**PASSAGE FOR REVIEW:**
☆ ☆ ☆
Perry Pericleous — Senior Vice President, Chief Financial Officer and Treasurer
Thank you.
Operator
[Operator Instructions] Your next question comes from the line of Sharon Edelson with Forbes. Ms. Edelson, your line is open.
Sharon Edelson — Forbes — Analyst
Hi, Tim. Congratulations.
Tim Baxter — Chief Executive Officer
Thanks Sharon. How are you?
Sharon Edelson — Forbes — Analyst
I’m fine. Thank you.
Tim Baxter — Chief Executive Officer
Good.
Sharon Edelson — Forbes — Analyst
I have a question about perceptions and marketing. And obviously, this is not your mother’s Express anymore? How hard is it to change perceptions and are you seeing generation mothers and daughters shopping at the Edit stores or the new King of Prussia?
Tim Baxter — Chief Executive Officer
That’s a great question. I think that it can be difficult to change perception. But I think our marketing team has done an incredible job and that’s because we are focused, all day, every day, on our brand purpose and our — to drive confidence, create confidence and inspire self-expression. So when — because we’re so focused on that, if you look across our social media channels, if you look across our e-mail marketing, if you look on our website, if you look on our app, through every single one of our marketing vehicles, you’re actually seeing images that create confidence and inspire self-expression. And that has resonated so well with customers, that user generated content has become one of the most important and compelling parts of our website. And so we have, that’s why, when we talk about the styling community, we actually have users generating their own content and giving other customers the confidence to try new products, try new things, because they talk about how great the products are. So I do think that we are changing, certainly changing the perception and those things do take time, but obviously our brand purpose is something that is resonating across generations.
So to your second point. We talk a lot about who our target customer is, and we certainly know that our most valuable customer comes to us early in their lives. And we have a very, very strong base of 18 to 25 year olds. We have a very strong base of 25 to 40 year olds and we have a good base of those over 40 in both men’s and women’s. And we are seeing growth across the spectrum. And we don’t think about our target customer as a particular age. We think about them — we actually call them the Express generation. It’s not anything other than the Express generation because, when you deliver great product that’s on trend, that fits wide range of people. People cross generationally cross generationally will respond to that product and so we’re certainly seeing that. And very excited about the opportunity for us in both men’s and women’s to drive great product cross-generationally.
☆ ☆ ☆
**INFORMATION GIVEN:**

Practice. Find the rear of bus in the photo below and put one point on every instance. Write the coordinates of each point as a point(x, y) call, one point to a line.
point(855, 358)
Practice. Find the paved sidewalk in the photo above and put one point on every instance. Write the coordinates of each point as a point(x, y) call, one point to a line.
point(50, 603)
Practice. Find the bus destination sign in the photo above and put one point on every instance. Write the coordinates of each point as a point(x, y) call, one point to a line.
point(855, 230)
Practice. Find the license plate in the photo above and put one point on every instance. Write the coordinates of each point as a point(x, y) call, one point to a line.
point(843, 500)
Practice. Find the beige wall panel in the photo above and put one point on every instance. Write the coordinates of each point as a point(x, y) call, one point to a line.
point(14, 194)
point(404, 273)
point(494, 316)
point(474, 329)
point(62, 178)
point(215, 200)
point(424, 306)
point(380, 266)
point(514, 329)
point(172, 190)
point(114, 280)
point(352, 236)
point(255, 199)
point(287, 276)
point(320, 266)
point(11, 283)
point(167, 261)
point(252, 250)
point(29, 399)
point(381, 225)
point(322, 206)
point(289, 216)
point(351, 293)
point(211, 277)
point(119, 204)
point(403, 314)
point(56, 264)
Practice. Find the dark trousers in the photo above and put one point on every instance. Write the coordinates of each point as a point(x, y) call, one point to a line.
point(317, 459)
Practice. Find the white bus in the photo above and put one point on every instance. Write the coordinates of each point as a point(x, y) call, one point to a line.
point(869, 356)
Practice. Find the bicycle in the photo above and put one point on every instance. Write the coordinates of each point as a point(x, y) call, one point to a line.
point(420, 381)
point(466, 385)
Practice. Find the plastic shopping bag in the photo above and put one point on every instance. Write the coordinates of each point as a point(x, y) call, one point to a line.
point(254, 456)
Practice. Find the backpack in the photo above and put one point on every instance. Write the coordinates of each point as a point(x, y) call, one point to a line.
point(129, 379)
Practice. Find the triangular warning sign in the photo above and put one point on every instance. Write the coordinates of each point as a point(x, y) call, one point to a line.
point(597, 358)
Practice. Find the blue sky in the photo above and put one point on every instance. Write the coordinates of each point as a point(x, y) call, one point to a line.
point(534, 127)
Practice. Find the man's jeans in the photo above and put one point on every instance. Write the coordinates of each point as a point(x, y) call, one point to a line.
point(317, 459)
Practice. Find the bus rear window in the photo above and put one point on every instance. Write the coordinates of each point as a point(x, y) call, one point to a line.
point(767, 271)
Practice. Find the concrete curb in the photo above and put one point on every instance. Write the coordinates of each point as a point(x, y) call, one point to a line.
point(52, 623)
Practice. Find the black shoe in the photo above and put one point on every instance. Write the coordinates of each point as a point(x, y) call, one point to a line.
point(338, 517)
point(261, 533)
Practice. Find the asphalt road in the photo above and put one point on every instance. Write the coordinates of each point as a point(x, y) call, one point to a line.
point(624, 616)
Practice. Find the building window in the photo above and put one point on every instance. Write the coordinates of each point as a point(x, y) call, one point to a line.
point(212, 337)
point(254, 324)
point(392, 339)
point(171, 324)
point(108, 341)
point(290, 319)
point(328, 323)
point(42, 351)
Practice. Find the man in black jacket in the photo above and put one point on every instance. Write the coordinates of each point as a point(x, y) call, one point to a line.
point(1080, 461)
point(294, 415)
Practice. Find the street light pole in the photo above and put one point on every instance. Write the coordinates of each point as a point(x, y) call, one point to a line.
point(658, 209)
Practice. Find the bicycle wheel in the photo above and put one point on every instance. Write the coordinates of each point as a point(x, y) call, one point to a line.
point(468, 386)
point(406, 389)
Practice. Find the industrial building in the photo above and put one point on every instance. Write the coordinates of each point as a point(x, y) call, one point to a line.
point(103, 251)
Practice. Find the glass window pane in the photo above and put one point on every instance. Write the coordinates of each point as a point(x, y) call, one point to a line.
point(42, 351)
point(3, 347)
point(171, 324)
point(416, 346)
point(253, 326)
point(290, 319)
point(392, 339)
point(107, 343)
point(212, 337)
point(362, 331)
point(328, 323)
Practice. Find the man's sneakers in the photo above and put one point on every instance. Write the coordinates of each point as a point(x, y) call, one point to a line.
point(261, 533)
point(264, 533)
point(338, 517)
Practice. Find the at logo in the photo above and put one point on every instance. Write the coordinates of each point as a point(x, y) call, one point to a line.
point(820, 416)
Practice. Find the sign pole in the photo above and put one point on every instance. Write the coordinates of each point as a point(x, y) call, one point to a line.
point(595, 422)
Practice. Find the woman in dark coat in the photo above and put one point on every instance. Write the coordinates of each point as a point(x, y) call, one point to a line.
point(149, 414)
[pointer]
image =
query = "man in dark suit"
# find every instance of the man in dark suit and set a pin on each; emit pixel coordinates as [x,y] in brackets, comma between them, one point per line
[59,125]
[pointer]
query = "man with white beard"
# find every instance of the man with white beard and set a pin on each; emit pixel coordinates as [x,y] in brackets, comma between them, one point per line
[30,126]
☆ ☆ ☆
**WHAT YOU WILL DO:**
[A] List the marketing channels that the CEO names in the transcript when describing where customers see images that create confidence and inspire self-expression.
[B] Print the part of the transcript that opens with the words containing "So to your second" and closes with "great product cross-generationally.".
[C] According to the transcript, what name does the company use for its target customer?
Rely on the transcript alone when completing these tasks.

**SOLUTIONS TO THE PROBLEMS:**
[A]
- Social media channels
- E-mail marketing
- Website
- App

[B]
So to your second point. We talk a lot about who our target customer is, and we certainly know that our most valuable customer comes to us early in their lives. And we have a very, very strong base of 18 to 25 year olds. We have a very strong base of 25 to 40 year olds and we have a good base of those over 40 in both men’s and women’s. And we are seeing growth across the spectrum. And we don’t think about our target customer as a particular age. We think about them — we actually call them the Express generation. It’s not anything other than the Express generation because, when you deliver great product that’s on trend, that fits wide range of people. People cross generationally cross generationally will respond to that product and so we’re certainly seeing that. And very excited about the opportunity for us in both men’s and women’s to drive great product cross-generationally.

[C] The Express generation.